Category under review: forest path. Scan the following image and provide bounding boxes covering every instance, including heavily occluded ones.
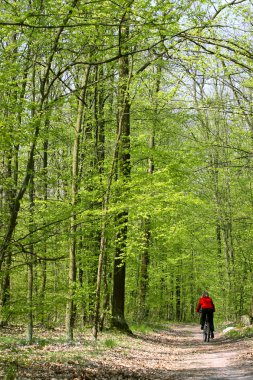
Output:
[87,324,253,380]
[0,324,253,380]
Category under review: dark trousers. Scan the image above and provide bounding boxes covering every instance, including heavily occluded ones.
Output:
[200,309,214,331]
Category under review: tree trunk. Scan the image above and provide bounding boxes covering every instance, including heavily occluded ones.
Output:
[111,11,133,332]
[65,67,89,341]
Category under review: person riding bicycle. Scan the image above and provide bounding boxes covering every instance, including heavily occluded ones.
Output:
[196,292,215,338]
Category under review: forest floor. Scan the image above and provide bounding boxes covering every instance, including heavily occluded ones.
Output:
[0,324,253,380]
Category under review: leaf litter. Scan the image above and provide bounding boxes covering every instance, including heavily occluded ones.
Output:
[0,324,253,380]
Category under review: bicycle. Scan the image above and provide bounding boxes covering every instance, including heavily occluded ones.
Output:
[203,315,211,342]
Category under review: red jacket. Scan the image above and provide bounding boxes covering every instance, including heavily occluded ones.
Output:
[196,297,215,313]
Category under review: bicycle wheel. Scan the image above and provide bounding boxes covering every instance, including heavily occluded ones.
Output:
[203,323,207,342]
[206,322,211,342]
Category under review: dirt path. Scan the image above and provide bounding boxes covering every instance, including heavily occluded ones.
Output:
[0,324,253,380]
[84,325,253,380]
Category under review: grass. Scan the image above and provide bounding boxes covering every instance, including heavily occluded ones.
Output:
[225,326,253,339]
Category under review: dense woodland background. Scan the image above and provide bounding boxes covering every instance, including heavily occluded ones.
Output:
[0,0,253,341]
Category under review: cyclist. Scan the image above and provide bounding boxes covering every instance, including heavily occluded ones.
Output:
[196,292,215,339]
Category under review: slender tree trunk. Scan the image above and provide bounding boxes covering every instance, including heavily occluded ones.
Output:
[111,10,130,332]
[65,67,89,341]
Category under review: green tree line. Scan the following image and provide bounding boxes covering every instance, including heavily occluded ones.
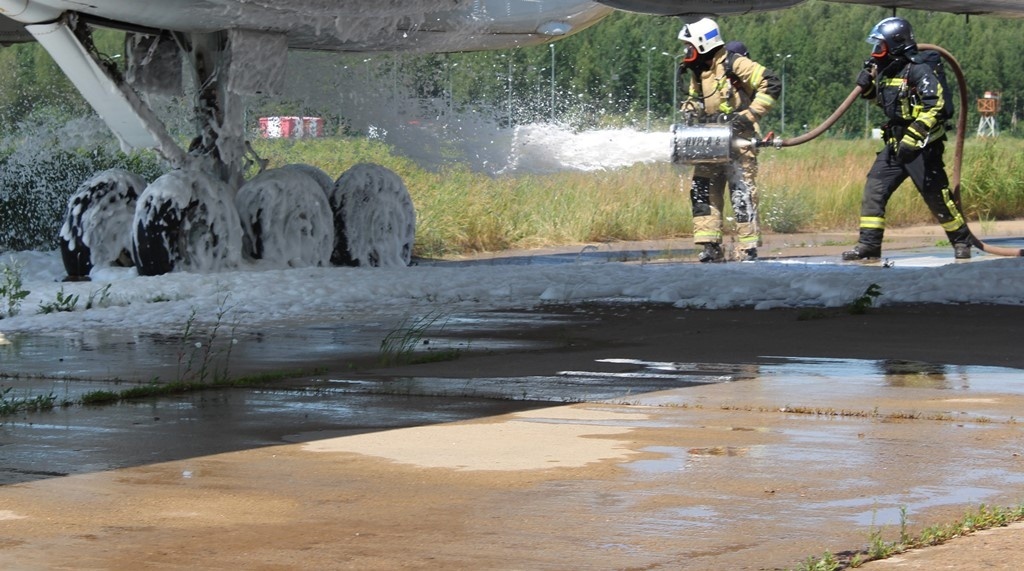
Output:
[0,0,1024,137]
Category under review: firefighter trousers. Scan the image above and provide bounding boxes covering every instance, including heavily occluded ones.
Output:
[690,142,761,250]
[858,141,970,249]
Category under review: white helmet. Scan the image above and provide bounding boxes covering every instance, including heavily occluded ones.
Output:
[679,17,725,54]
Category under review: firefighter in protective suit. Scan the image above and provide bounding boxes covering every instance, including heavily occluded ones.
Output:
[843,17,971,260]
[679,18,782,262]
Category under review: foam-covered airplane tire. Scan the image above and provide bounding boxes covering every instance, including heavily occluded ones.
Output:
[58,169,146,281]
[234,168,334,267]
[331,163,416,267]
[132,170,242,275]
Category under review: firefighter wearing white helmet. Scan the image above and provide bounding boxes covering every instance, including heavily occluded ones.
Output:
[679,17,782,262]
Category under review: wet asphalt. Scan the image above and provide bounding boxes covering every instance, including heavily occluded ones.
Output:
[0,247,1024,570]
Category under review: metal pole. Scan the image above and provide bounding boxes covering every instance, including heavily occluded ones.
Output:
[662,51,683,124]
[775,53,793,134]
[548,44,555,123]
[647,48,654,131]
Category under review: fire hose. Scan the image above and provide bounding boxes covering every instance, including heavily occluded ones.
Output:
[672,44,1024,257]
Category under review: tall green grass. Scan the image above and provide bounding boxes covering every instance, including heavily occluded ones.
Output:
[247,138,1024,257]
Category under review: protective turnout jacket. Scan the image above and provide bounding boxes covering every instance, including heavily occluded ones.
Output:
[688,49,782,123]
[862,52,952,147]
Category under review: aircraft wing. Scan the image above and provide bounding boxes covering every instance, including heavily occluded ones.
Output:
[597,0,1024,17]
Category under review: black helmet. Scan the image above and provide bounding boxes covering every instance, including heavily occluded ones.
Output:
[867,16,918,59]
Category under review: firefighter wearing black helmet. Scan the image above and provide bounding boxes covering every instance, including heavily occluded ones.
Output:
[843,17,971,260]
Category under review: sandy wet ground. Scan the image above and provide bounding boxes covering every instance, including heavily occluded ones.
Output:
[0,223,1024,570]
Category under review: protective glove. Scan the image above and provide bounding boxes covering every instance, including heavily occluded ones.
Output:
[896,135,921,164]
[732,111,754,133]
[857,70,874,91]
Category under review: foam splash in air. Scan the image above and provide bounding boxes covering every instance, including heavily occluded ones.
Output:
[504,123,671,177]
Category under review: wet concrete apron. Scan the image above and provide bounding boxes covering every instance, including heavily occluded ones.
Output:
[0,307,1024,570]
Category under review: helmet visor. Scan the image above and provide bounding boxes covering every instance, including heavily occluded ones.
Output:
[683,43,699,63]
[871,40,889,59]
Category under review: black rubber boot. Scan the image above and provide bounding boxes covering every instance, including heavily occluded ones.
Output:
[946,224,971,260]
[697,241,725,264]
[843,244,882,262]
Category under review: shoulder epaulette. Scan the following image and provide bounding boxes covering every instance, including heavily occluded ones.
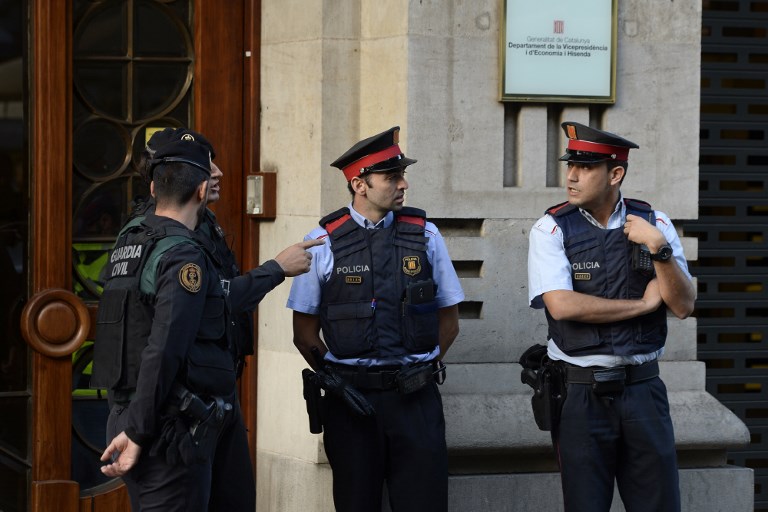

________________________________________

Find every line in the entries that contains the word "wearing" and copy each of those lines out in full.

Category under review: firefighter wearing white helmet. Scan the image above and provide bounding boxes covering every instance, including heavily occluded ones.
Category under review: firefighter wearing black helmet. Scan the image above and provide bounding boxes covering every instance, including heavily occluded ones.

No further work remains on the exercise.